WORK ITEM:
From the data below, extract the part that begins with the line containing "203L272 212L235 173L196" and ends with the line containing "positive clicks: (344, 318)". Include both of those lines and reproduce every line without change.
DATA TO PROCESS: Begin
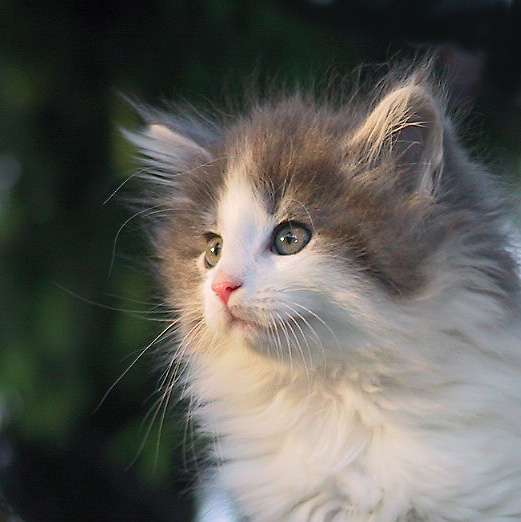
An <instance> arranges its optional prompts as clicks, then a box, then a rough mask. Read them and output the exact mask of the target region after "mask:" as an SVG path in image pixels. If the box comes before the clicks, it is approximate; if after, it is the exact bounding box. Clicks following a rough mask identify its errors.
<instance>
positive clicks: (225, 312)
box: [197, 172, 360, 361]
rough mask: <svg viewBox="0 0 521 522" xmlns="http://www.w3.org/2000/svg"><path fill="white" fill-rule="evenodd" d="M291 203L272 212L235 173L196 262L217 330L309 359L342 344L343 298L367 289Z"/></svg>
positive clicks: (344, 318)
mask: <svg viewBox="0 0 521 522" xmlns="http://www.w3.org/2000/svg"><path fill="white" fill-rule="evenodd" d="M291 199H292V198H291V197H290V196H289V195H288V196H287V197H283V198H282V199H281V201H279V202H278V205H277V208H276V209H269V208H268V207H267V204H266V201H267V200H268V198H267V197H266V195H265V194H262V191H261V190H259V187H254V186H253V185H252V183H251V180H250V179H248V176H245V175H244V174H243V173H241V172H231V173H228V177H227V180H226V182H225V184H224V188H223V191H222V195H221V197H220V198H219V201H218V205H217V208H216V222H215V229H214V230H212V231H211V232H210V233H209V234H208V236H207V237H208V243H207V248H206V250H205V251H204V252H202V253H201V254H200V256H199V258H198V259H197V266H198V270H199V273H200V277H201V283H200V287H199V291H200V294H201V300H202V303H203V315H204V322H205V323H206V325H207V326H208V328H210V329H211V330H213V331H214V332H216V333H218V334H219V335H221V336H230V337H232V338H235V339H237V340H242V341H246V342H247V343H248V344H250V345H251V346H252V347H254V348H255V349H257V350H261V351H264V352H267V353H269V354H271V355H275V356H277V357H279V358H281V359H284V358H285V357H288V355H290V356H292V357H293V356H294V357H296V358H300V359H304V360H305V361H310V360H312V359H314V358H315V357H316V356H319V357H323V356H324V354H323V353H322V351H323V350H325V349H327V347H329V348H331V346H332V345H333V344H334V343H336V342H338V340H337V339H336V337H335V334H333V328H334V325H335V324H336V322H338V321H340V320H343V321H344V322H345V321H346V318H347V317H348V315H349V314H347V313H346V310H342V311H341V300H342V298H345V297H347V294H348V290H347V288H348V287H349V286H351V292H353V290H354V289H355V288H357V287H359V286H360V285H359V283H357V282H356V281H355V280H354V278H353V277H351V274H350V273H349V270H347V269H346V268H347V267H346V263H345V261H344V260H342V261H340V262H339V261H338V260H335V259H334V256H332V255H331V245H329V246H328V245H327V242H328V239H327V237H323V236H322V235H321V234H320V230H317V229H315V228H314V223H313V219H312V215H311V214H309V213H305V215H304V216H302V215H300V212H298V214H299V219H298V220H296V219H294V218H293V216H294V215H295V214H297V212H295V211H293V212H292V211H291V209H292V207H294V206H295V202H294V201H291ZM301 205H302V203H299V206H301Z"/></svg>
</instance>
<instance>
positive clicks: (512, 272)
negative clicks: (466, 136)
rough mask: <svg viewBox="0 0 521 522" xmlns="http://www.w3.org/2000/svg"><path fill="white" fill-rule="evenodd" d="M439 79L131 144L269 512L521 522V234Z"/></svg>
mask: <svg viewBox="0 0 521 522" xmlns="http://www.w3.org/2000/svg"><path fill="white" fill-rule="evenodd" d="M426 69H428V68H426V67H425V66H420V67H419V68H418V69H416V70H412V71H411V70H409V71H408V72H405V73H403V72H401V73H400V72H396V71H394V72H392V73H390V74H389V75H388V76H387V77H386V79H385V80H384V81H382V82H379V83H378V85H377V86H375V89H374V90H373V93H374V94H373V95H372V96H370V97H365V98H363V97H362V96H353V97H352V98H351V99H345V100H344V102H342V103H338V102H334V101H331V100H330V101H327V100H322V101H316V100H315V99H313V97H312V96H307V95H305V94H302V93H298V92H297V93H295V94H292V95H288V96H279V97H275V99H270V100H265V101H262V102H258V103H253V104H252V105H251V107H250V108H249V109H248V110H247V111H246V112H245V113H244V114H242V115H238V116H236V117H228V118H227V119H226V121H221V122H208V121H205V120H204V118H200V117H198V116H197V115H196V114H190V113H186V112H185V113H182V114H180V115H175V114H168V113H162V112H160V111H150V110H149V111H144V115H145V118H146V119H147V120H148V123H149V125H148V127H147V128H146V129H145V130H143V131H142V132H141V133H134V134H131V135H130V137H131V139H132V140H133V142H134V143H135V144H136V145H137V147H138V148H139V150H140V152H141V154H142V156H143V162H144V171H145V177H146V178H147V179H148V180H149V181H150V182H151V183H150V184H149V187H150V192H151V194H150V198H149V200H148V204H149V207H150V209H151V211H150V213H151V214H156V215H159V216H160V217H159V218H158V223H157V226H156V228H155V230H154V234H153V242H154V247H155V253H156V255H157V259H158V267H159V272H160V275H161V278H162V282H163V285H164V288H165V295H166V300H167V302H168V304H169V305H170V306H171V308H172V309H173V310H175V312H176V314H177V316H178V321H179V331H178V342H179V346H180V347H179V349H178V350H177V353H176V355H175V357H177V358H178V359H180V360H182V362H183V364H185V365H186V372H185V374H184V378H185V379H186V385H187V389H188V393H189V394H190V396H191V397H192V399H193V403H194V404H196V407H195V408H194V411H193V415H194V416H195V418H196V420H197V422H198V424H199V426H200V429H201V430H202V432H203V433H205V434H207V435H209V436H210V437H211V438H212V440H213V441H214V456H215V458H216V459H217V462H218V465H217V468H218V473H217V477H216V479H215V480H216V481H218V482H219V484H220V486H222V487H223V488H224V489H225V490H226V491H227V492H229V494H230V495H231V498H232V499H233V501H234V503H235V505H236V506H237V509H238V512H239V513H240V514H241V515H243V516H246V517H248V518H249V519H250V520H251V521H252V522H369V521H371V522H398V521H400V522H405V521H407V522H412V521H415V522H420V521H424V522H437V521H446V522H448V521H451V522H455V521H459V522H463V521H465V522H469V521H472V522H485V521H487V522H506V521H512V520H521V342H520V339H521V320H520V319H521V312H520V292H519V290H520V288H519V278H518V274H517V266H516V262H515V259H514V255H513V252H514V250H513V249H514V247H513V246H512V243H513V241H514V240H513V238H512V237H510V232H509V230H510V228H509V224H508V220H507V218H505V216H504V215H503V214H504V213H503V210H504V205H503V203H502V200H501V198H500V197H499V195H498V194H497V191H496V189H495V188H494V186H493V183H492V181H491V179H490V178H489V176H488V174H487V173H486V172H485V170H484V168H483V167H482V166H480V165H478V164H476V163H474V162H472V161H470V160H469V158H468V156H467V154H466V153H465V151H464V150H463V149H462V147H461V145H460V144H459V142H458V139H457V138H456V136H455V132H454V130H453V126H452V125H451V122H450V121H449V120H448V117H447V115H446V114H445V112H446V110H445V105H446V103H445V101H444V97H443V94H442V89H441V88H440V87H439V86H438V85H437V84H436V82H435V81H433V80H432V75H431V74H429V73H428V72H426ZM173 321H175V319H173ZM170 364H171V366H172V365H173V364H174V361H172V362H171V363H170Z"/></svg>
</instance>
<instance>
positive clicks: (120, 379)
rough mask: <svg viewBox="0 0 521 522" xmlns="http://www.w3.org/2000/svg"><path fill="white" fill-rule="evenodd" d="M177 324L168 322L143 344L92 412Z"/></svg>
mask: <svg viewBox="0 0 521 522" xmlns="http://www.w3.org/2000/svg"><path fill="white" fill-rule="evenodd" d="M176 325H177V322H173V323H172V324H170V325H169V326H167V327H166V328H165V329H164V330H163V331H162V332H161V333H160V334H159V335H157V336H156V337H155V338H154V339H153V340H152V341H151V342H150V343H149V344H147V346H145V348H143V349H142V350H141V351H140V352H139V355H138V356H137V357H136V358H135V359H134V360H133V361H132V363H131V364H130V365H129V366H128V367H127V369H126V370H125V371H124V372H123V373H122V374H121V375H120V376H119V377H118V378H117V379H116V381H115V382H114V383H113V384H112V385H111V386H110V388H109V389H108V390H107V392H106V393H105V394H104V395H103V397H102V398H101V401H100V402H99V404H98V405H97V406H96V408H95V410H94V413H95V412H97V411H98V410H99V408H100V407H101V405H102V404H103V403H104V402H105V400H106V399H107V397H108V396H109V395H110V393H111V392H112V390H113V389H114V388H115V387H116V386H117V385H118V384H119V383H120V382H121V379H123V377H125V375H127V373H128V372H129V371H130V370H131V369H132V368H133V367H134V365H135V364H136V363H137V362H138V361H139V360H140V359H141V357H143V355H144V354H145V353H146V352H147V351H148V350H149V349H150V348H151V347H152V346H154V344H156V343H157V342H158V341H159V340H160V339H162V338H163V336H164V335H165V334H166V333H167V332H168V331H169V330H171V329H172V328H174V327H175V326H176Z"/></svg>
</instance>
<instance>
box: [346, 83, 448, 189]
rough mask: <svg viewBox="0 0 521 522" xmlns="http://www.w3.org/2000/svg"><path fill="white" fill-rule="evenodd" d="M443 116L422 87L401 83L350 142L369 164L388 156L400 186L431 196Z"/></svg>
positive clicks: (375, 110) (441, 129) (372, 115)
mask: <svg viewBox="0 0 521 522" xmlns="http://www.w3.org/2000/svg"><path fill="white" fill-rule="evenodd" d="M442 118H443V117H442V115H441V113H440V111H439V110H438V108H437V106H436V102H435V101H434V99H433V97H432V96H431V95H430V93H429V92H428V91H427V90H426V89H425V88H424V87H422V86H421V85H407V86H404V87H400V88H398V89H396V90H394V91H392V92H391V93H389V94H388V95H387V96H386V97H385V98H384V99H383V100H382V101H381V102H380V103H379V104H378V105H377V106H376V108H375V109H374V110H373V111H372V112H371V113H370V114H369V116H368V117H367V118H366V120H365V121H364V122H363V123H362V125H361V126H360V127H359V128H358V130H357V131H356V132H355V134H354V136H353V137H352V138H351V140H350V144H349V145H350V148H351V149H353V148H354V149H355V150H356V149H358V152H359V153H361V154H362V157H363V158H364V160H365V161H366V162H368V163H369V164H370V165H377V164H379V163H382V162H384V161H386V160H387V161H389V160H390V161H391V162H392V164H393V165H394V166H396V167H397V168H398V171H399V173H400V174H399V176H400V182H401V184H402V185H403V186H405V187H407V188H408V189H409V190H412V191H414V192H420V193H423V194H425V195H430V196H434V195H435V194H436V191H437V188H438V185H439V180H440V175H441V170H442V164H443V119H442Z"/></svg>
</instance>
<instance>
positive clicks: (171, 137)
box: [124, 120, 212, 176]
mask: <svg viewBox="0 0 521 522" xmlns="http://www.w3.org/2000/svg"><path fill="white" fill-rule="evenodd" d="M124 134H125V136H126V137H127V139H129V140H130V141H131V142H132V143H133V144H134V145H135V146H136V147H137V148H138V150H139V153H140V154H141V156H142V158H143V163H144V165H145V167H146V170H147V172H148V173H150V174H153V175H156V176H164V175H169V174H170V175H171V174H178V173H182V172H184V171H187V170H189V169H191V168H193V167H194V165H197V164H203V163H207V162H209V161H211V160H212V155H211V153H210V151H209V150H208V148H207V143H209V142H210V136H208V133H207V132H203V131H202V130H199V129H196V128H195V127H194V126H193V125H188V124H186V125H184V124H183V123H179V124H177V125H175V126H174V125H173V124H168V123H165V122H163V121H157V120H156V121H154V120H149V123H148V126H147V127H146V128H145V129H144V130H142V131H141V132H127V131H124Z"/></svg>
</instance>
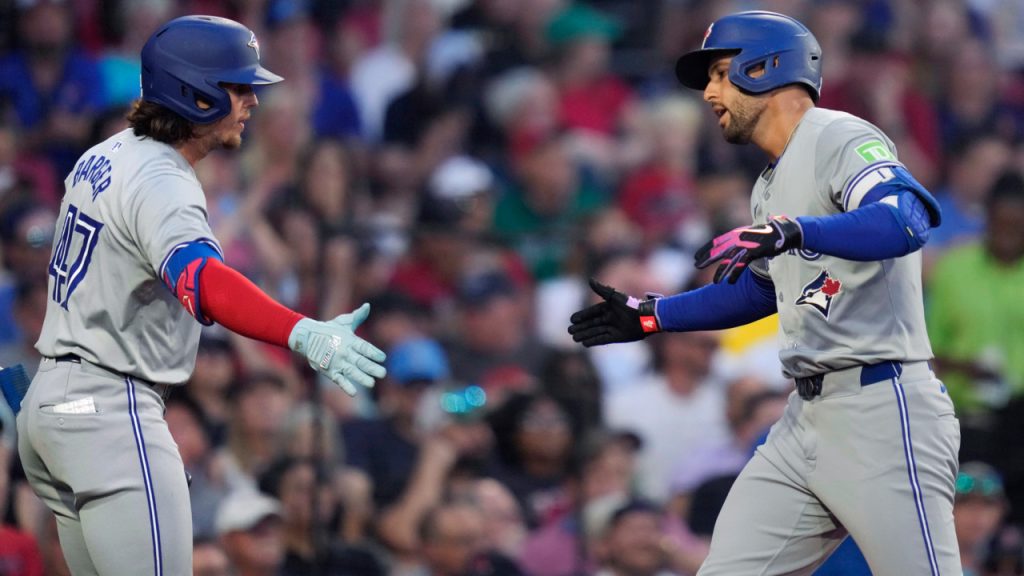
DATA TO PROCESS: End
OUTPUT FOR THIS EXERCISE:
rough mask: <svg viewBox="0 0 521 522" xmlns="http://www.w3.org/2000/svg"><path fill="white" fill-rule="evenodd" d="M291 203L272 212L235 173L196 262L217 330L309 359L342 344L343 298L367 289Z"/></svg>
positive clicks: (344, 318)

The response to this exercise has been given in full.